◆ **Reading text**:
★ ★ ★ ★ ★ ★ ★

“The quality of mercy is not strained, it falleth like the gentle rain from heaven,” Shakespeare tells us in the Merchant of Venice. But what is the quality of mercy? Is it simply compassion shown to an offender or victim of misfortune as Webster tells us?
The word mercy occurs 134 times in the King James translation of the Bible. If you count other forms of the word such as mercies and merciful, the total references are 216. The majority of these, 151, are found in the Old Testament and 71 of these are in the book of Psalms. Clearly the concept of God as merciful is an important one in the Old Testament. But this mercy is more than forgiveness of wrong doing.
The Hebrew word for mercy, hesed, is translated as steadfast love in the Revised Standard Version of the Bible. Hesed implies more than mercy, it’s the covenant love of God for God’s people. It is God’s amazing grace, God’s crazy love for God’s people. Not because of any merit on our part or that we earned it. God gives it freely.
The writer of Psalm 118 knows his need for mercy. He was in desperate straits and was saved by God’s love. Thus he pours out his words of praise and thanksgiving beginning with a litany of praise: “O give thanks to the Lord for he is good; his mercy/steadfast love endures forever.” (1) The phrase, “his mercy/steadfast love endures forever,” is repeated four times at the beginning and concludes the psalm (verses 1-4 and 29).

★ ★ ★ ★ ★ ★ ★

◆ **Data segment**:
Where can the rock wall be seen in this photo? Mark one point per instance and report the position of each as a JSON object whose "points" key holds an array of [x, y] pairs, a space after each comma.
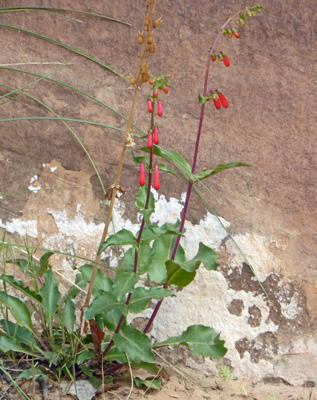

★ ★ ★ ★ ★ ★ ★

◆ **Instructions for the task**:
In the text on mercy, what does the Revised Standard Version of the Bible translate the Hebrew word hesed as?

◆ **Correct output**:
Steadfast love.